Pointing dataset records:
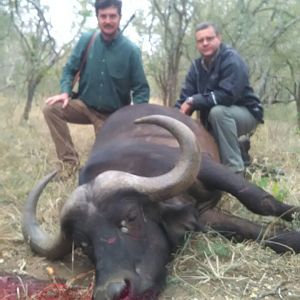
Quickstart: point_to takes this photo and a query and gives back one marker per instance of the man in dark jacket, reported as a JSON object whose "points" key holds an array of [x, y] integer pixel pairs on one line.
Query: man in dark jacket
{"points": [[217, 85], [112, 77]]}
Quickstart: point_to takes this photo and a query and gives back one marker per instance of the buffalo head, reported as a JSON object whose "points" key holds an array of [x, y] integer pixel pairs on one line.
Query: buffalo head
{"points": [[117, 218]]}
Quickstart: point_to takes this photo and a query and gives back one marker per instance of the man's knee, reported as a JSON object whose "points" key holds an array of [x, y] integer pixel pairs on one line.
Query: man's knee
{"points": [[216, 113], [53, 109]]}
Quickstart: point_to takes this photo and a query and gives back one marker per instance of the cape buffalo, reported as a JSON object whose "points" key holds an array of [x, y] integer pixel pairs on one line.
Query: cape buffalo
{"points": [[139, 194]]}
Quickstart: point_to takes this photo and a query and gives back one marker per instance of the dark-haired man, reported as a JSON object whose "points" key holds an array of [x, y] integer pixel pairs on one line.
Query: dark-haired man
{"points": [[217, 85], [112, 77]]}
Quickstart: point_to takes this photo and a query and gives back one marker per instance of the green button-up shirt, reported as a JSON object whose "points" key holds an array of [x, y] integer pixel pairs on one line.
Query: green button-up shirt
{"points": [[113, 74]]}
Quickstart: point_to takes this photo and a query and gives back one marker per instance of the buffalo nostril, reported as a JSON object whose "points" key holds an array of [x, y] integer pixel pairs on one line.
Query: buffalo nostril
{"points": [[113, 291]]}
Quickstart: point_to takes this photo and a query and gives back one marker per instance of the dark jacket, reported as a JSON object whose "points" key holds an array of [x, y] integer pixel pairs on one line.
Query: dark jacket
{"points": [[113, 74], [226, 83]]}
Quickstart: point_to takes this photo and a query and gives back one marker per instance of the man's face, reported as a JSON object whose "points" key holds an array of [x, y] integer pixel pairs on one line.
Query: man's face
{"points": [[109, 21], [207, 42]]}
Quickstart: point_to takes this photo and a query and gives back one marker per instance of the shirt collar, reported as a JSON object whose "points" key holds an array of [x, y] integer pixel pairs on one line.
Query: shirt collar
{"points": [[111, 42], [207, 66]]}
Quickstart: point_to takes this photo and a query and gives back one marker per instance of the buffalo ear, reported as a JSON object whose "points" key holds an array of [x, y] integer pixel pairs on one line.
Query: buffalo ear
{"points": [[177, 220]]}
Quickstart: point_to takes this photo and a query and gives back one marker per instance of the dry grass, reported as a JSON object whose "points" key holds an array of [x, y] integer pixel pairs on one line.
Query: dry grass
{"points": [[207, 267]]}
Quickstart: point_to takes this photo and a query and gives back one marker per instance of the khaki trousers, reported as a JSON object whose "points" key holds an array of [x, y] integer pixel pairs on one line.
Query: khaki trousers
{"points": [[228, 123], [75, 112]]}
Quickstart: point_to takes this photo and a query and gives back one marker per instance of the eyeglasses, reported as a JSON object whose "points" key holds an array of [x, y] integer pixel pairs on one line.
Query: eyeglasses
{"points": [[207, 39]]}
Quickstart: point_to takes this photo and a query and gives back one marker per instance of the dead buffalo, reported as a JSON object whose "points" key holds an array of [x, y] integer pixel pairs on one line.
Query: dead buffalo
{"points": [[138, 195]]}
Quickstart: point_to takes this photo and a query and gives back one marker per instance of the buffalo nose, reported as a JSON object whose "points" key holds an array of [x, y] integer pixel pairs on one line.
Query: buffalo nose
{"points": [[112, 291]]}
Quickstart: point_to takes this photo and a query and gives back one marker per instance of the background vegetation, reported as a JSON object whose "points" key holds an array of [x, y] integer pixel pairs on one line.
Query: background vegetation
{"points": [[207, 267]]}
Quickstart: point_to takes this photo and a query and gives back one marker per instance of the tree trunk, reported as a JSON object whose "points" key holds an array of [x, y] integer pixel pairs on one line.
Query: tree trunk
{"points": [[30, 93], [297, 98]]}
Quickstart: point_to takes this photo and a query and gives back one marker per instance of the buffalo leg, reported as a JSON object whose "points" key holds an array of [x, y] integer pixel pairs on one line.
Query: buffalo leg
{"points": [[217, 176], [238, 229]]}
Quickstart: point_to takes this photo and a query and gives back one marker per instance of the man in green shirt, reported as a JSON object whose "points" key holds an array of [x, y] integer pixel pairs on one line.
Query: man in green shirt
{"points": [[112, 77]]}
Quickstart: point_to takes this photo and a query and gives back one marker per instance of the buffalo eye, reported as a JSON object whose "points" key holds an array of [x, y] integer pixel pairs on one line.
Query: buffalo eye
{"points": [[124, 227]]}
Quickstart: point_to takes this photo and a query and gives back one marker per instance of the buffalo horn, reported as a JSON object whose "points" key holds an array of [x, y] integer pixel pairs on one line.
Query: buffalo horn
{"points": [[39, 241], [164, 186]]}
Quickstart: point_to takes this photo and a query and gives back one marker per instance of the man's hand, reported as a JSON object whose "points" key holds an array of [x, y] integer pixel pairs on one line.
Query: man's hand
{"points": [[64, 98], [186, 108]]}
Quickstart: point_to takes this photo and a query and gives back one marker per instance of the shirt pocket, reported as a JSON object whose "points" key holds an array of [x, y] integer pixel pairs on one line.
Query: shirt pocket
{"points": [[119, 72]]}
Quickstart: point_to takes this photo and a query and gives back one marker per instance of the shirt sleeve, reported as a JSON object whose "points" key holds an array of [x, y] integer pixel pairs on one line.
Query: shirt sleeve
{"points": [[139, 84], [73, 64], [189, 87]]}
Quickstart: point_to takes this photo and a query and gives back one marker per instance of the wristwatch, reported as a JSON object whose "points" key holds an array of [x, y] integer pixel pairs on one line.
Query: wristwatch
{"points": [[189, 100]]}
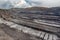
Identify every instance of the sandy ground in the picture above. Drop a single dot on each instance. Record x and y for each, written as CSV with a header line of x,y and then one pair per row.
x,y
7,33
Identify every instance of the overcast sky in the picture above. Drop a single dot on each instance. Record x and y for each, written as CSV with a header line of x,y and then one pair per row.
x,y
41,3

**TO DO:** Quote all of the rows above word for word, leaving the pictures out.

**FINAL ANSWER:**
Quickstart: point_to takes this photo and a query and gives back one marker per instance of the man in dark jacket, reported as a JSON object whose "points" key holds an array of [x, y] integer pixel pairs on one line.
Query: man in dark jacket
{"points": [[217, 85], [112, 77]]}
Quickstart: point_to takes this photo and a query and gives back one marker per instance of the buffalo head, reported as a JSON object whose "points" key holds an array of [x, y] integer pixel pairs on one line.
Query: buffalo head
{"points": [[117, 218]]}
Quickstart: point_to takes this photo and a query and gives back one marker per instance of the man's knee, reported as a JSON object whose "points" key holds an array of [x, y] integer pixel pairs on one line.
Query: man's knee
{"points": [[216, 113], [53, 109]]}
Quickstart: point_to takes this photo and a query and gives back one marker per instance of the cape buffalo, reported as a JSON object whose "points" key holds an array of [x, y] integer pixel pairs on one line.
Query: cape buffalo
{"points": [[139, 194]]}
Quickstart: point_to takes this photo and a query and gives back one marker per instance of the dark-haired man, reported as a JSON object whose "points" key holds an array of [x, y] integer pixel pairs on one line.
Query: dark-haired man
{"points": [[217, 85], [112, 77]]}
Quickstart: point_to takes this photo and a query and gives back one marker per instance of the green button-up shirt, reported as a JSON object whose "points" key holds an array of [x, y] integer pixel pairs on one line.
Query: green button-up shirt
{"points": [[113, 74]]}
Quickstart: point_to takes this photo and a query and gives back one marker per instance of the buffalo nostril, reported as a JSON object whose "points" key holds an array of [x, y] integer pixel pairs on one line.
Query: buffalo nostril
{"points": [[113, 291]]}
Quickstart: point_to takes this photo and a query and gives back one marker per instance of the dark jacket, reported as a JSON object whose "points" key holds an array of [x, y] integer pixel pairs on one line.
Query: dark jacket
{"points": [[113, 74], [226, 83]]}
Quickstart: point_to takes this photo and a query and gives back one marker per instance of the man's face, reported as a JSON object whose "points" key holds an array of [x, y] integer pixel pairs on one line.
Query: man's face
{"points": [[109, 21], [207, 42]]}
Quickstart: point_to takes this photo and a query and gives back one marker per instance of the shirt collar, reported as a JSON object whose "points" key holds an array of [x, y] integer pixel pairs on one line.
Query: shirt collar
{"points": [[111, 42], [207, 66]]}
Quickstart: point_to takes this photo and a query and gives back one marker per instance of the buffalo ear, reported as a JSON object whose "points" key holds an array of [x, y] integer pixel pairs on one line.
Query: buffalo ear
{"points": [[177, 220]]}
Quickstart: point_to takes this photo and a query and gives back one marker per instance of the dry grass, reported as a JSON object whose "points" key holds an array of [x, y] integer pixel pairs on one line.
Query: dry grass
{"points": [[207, 267]]}
Quickstart: point_to takes this photo and a query and gives back one marker per instance of the khaki trousers, reported as a JSON object whose "points" key holds an array of [x, y] integer pixel pairs on one line.
Query: khaki trousers
{"points": [[228, 123], [75, 112]]}
Quickstart: point_to takes this photo and a query and gives back one marker per instance of the eyeglasses, reported as a JSON object whose "points" key holds an array of [x, y] integer pixel pairs on one line.
Query: eyeglasses
{"points": [[207, 39]]}
Quickstart: point_to takes this photo and a query and gives back one marker per instance of the dead buffalo, reported as a JSON object whose "points" key holds an array of [x, y] integer pixel pairs on one line.
Query: dead buffalo
{"points": [[138, 195]]}
Quickstart: point_to takes this photo and a query and gives back one marker per instance of the buffalo nose, reported as a JSON object whose "points" key holds an array of [x, y] integer pixel pairs on one line.
Query: buffalo nose
{"points": [[112, 291]]}
Quickstart: point_to takes this photo and a query and gives back one marker per instance of the background vegetation, reported as a JSON object whose "points" key holds an array of [x, y] integer pixel pairs on one line.
Query: background vegetation
{"points": [[207, 267]]}
Quickstart: point_to takes this photo and a query and gives back one marker per instance of the tree trunk, reported as a JSON object whose "points" key holds an array of [x, y] integer pixel pairs on one line.
Query: tree trunk
{"points": [[30, 93], [297, 98]]}
Quickstart: point_to takes this photo and a query and gives back one marker per instance of the buffalo leg, reported as a JSON object whose "points" key holds an array of [x, y] integer pixel pairs on one line.
Query: buffalo leg
{"points": [[217, 176], [238, 229]]}
Quickstart: point_to takes this photo and a query and gives back one marker per instance of the man in green shirt, reported as a JSON object whose "points" key holds an array of [x, y] integer pixel pairs on one line.
Query: man in green shirt
{"points": [[112, 77]]}
Quickstart: point_to takes this photo and a query and gives back one marker per instance of the buffalo eye, reported as a JSON object whose "points" key holds an array of [x, y] integer pixel pairs on one line.
Query: buffalo eye
{"points": [[124, 227]]}
Quickstart: point_to takes this photo and a query and gives back one marker per instance of the buffalo horn, reported as a JSON object whose "points" key holds an array of [x, y] integer pixel pairs on one line.
Query: buffalo horn
{"points": [[39, 241], [164, 186]]}
Quickstart: point_to takes this photo and a query and gives back one marker per instance of the man's hand, reported as a JSON object whose "points" key holds an array of [x, y] integer pixel pairs on one line.
Query: man's hand
{"points": [[64, 98], [186, 108]]}
Quickstart: point_to takes this photo and a query and gives back one marker per instance of the shirt pocket, reported as a JSON object whose "points" key holds an array of [x, y] integer pixel pairs on one line.
Query: shirt pocket
{"points": [[119, 72]]}
Quickstart: point_to takes this photo and a query and gives back one marker per instance of the shirt sleeve, reported as a JSON object whose "points" key holds an array of [x, y] integer pixel pairs on one line.
Query: shirt sleeve
{"points": [[139, 84], [73, 64], [189, 87]]}
Quickstart: point_to takes this photo and a query and gives back one marker per instance of the wristwatch, reported as a JSON object whose "points" key holds an array of [x, y] integer pixel pairs on one line.
Query: wristwatch
{"points": [[189, 100]]}
Identify every instance of the sandy ground in the picture above. Drop a single dot on each instance. Record x and y for each, written as CSV with a header line of x,y and then one pair per row.
x,y
7,33
Identify every instance of the overcast sky in the picture above. Drop a single dot on each instance. Record x and y for each, written as CSV with a header line of x,y and then one pair per row.
x,y
41,3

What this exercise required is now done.